— Start Extract provided —

Skip to content

BlarkLee/PhysGraph

Folders and files

NameName
Last commit message
Last commit date

Latest commit

 

History

20 Commits
 
 
 
 
 
 
 
 
 
 
 
 
 
 
 
 
 
 

Repository files navigation

PhysGraph: Physically-Grounded Graph-Transformer Policies for Bimanual Dexterous Hand–Tool–Object Manipulation

Runfa Blark Li · David Kim · Xinshuang Liu · Keito Suzuki · Dwait Bhatt · Nikola Raicevic · Xin Lin · Ki Myung Brian Lee
· Nikolay Atanasov · Truong Nguyen
UC San Diego

📹 Demo


While recent learning-based approaches have made substantial progress on dexterous manipulation, bimanual tool-use remains particularly challenging. PhysGraph significantly outperforms SOTA baseline on challenging bimanual tool-use tasks in success rate and motion fidelity, supports zero-shot generalization to unseen tool/object in different tasks, and is embodiment-agnostic to popular robotic dex-hands (Shadow, Allegro, Inspire)

— End Extract provided —
— Start Supplied data —

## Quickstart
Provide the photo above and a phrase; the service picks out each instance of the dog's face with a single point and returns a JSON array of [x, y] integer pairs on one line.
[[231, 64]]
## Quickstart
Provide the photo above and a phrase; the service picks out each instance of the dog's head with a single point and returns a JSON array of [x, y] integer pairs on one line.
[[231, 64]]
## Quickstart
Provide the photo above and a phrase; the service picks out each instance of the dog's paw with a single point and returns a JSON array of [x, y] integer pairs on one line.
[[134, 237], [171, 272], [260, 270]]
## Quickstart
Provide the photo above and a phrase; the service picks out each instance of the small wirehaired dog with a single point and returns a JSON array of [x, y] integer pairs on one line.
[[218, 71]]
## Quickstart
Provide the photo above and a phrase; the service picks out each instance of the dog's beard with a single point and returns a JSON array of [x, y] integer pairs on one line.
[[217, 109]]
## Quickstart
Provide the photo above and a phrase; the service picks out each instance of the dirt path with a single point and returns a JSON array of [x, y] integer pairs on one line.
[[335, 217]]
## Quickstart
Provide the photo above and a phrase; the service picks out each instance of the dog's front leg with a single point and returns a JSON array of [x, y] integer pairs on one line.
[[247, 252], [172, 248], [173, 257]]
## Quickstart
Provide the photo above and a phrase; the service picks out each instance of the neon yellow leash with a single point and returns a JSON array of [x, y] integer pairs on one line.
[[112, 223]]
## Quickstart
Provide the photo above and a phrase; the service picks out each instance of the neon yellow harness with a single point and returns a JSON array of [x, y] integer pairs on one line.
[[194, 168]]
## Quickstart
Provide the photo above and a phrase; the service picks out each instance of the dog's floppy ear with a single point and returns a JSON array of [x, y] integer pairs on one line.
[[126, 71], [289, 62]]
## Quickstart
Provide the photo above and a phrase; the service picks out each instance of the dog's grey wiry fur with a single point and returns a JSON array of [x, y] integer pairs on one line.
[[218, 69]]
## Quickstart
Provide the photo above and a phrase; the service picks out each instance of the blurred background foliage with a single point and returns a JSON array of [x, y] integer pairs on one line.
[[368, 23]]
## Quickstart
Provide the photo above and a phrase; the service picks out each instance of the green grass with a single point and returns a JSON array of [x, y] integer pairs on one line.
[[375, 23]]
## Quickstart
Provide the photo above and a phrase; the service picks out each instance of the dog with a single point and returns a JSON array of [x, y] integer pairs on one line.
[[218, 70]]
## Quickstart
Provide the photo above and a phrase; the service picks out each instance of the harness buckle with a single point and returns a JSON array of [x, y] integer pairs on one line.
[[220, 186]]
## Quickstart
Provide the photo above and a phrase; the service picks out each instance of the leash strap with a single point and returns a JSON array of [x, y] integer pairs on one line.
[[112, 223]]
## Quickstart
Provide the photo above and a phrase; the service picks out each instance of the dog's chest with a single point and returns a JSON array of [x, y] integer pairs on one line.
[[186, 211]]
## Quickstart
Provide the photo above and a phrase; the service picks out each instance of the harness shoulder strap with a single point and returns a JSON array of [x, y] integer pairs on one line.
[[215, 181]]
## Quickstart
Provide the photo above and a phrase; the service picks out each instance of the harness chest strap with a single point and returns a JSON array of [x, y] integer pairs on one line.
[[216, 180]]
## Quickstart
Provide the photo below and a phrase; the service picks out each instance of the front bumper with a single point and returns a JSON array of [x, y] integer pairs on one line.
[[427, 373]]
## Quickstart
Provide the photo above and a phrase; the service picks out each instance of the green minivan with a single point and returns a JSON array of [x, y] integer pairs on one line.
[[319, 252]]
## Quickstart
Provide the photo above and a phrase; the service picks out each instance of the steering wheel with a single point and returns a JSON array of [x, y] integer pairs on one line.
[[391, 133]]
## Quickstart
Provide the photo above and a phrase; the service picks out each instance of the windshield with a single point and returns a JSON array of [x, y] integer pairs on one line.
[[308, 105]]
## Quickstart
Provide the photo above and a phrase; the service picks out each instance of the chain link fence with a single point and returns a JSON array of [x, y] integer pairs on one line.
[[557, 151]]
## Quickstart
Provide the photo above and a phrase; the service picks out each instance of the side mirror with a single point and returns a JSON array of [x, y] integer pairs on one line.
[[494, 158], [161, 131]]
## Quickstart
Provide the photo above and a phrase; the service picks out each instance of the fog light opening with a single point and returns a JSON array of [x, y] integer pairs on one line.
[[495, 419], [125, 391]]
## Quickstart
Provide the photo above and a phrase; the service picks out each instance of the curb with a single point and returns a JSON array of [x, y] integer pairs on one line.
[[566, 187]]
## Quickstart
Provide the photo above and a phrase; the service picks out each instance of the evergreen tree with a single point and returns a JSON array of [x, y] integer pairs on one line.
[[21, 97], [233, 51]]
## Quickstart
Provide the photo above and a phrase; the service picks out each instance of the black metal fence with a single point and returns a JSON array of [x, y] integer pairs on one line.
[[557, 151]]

— End Supplied data —

Required work:
• A. Rewrite the part of the PhysGraph repository page starting at "While recent learning-based" and ending at "(Shadow, Allegro, Inspire)", replacing "bimanual tool-use" with "two-handed tool-use".
• B. According to the PhysGraph repository page, which popular robotic dex-hands is PhysGraph embodiment-agnostic to?
• C. Continue the PhysGraph repository page from where it stops.

Exercise responses:
• A.
While recent learning-based approaches have made substantial progress on dexterous manipulation, two-handed tool-use remains particularly challenging. PhysGraph significantly outperforms SOTA baseline on challenging two-handed tool-use tasks in success rate and motion fidelity, supports zero-shot generalization to unseen tool/object in different tasks, and is embodiment-agnostic to popular robotic dex-hands (Shadow, Allegro, Inspire)

• B. Shadow, Allegro, and Inspire.

• C.
🏠 Overview

teaser

PhysGraph is a physically-grounded graph-transformer policy designed explicitly for bimanual tool-object manipulation. Rather than flattening the state as concurrent dexhand manipulations, we formulate the bimanual system as a dynamic kinematic graph, where nodes represent individual rigid bodies (links, tools, objects) and edges represent physical couplings. Our approach introduces two key innovations: (i) We propose a per-link tokenization strategy. Instead of pooling states into a global embedding, we process each link’s multi-modal states as a distinct token, preserving fine-grained local properties. (ii) Most crucially, we introduce a novel Physically-Grounded Bias Generator. Unlike generic Graph Transformers (e.g., Graphormer) that utilizes abstract static graph distances for chemical bonds, we inject a dynamic learning-based head-specific composite bias directly into the attention mechanism. The composite bias includes Spatial Bias (kinematic chain distance), Dynamic Edge Bias (static/dynamic contact states), Geometric Bias (Cartesian proximity), and Anatomical Priors (serial/synergies kinematics), which enable our policy to explicitly reason about the physical connectivity and contact logic, focusing attention on contacting fingers or coordinated joints, thereby improving the reliability and precision.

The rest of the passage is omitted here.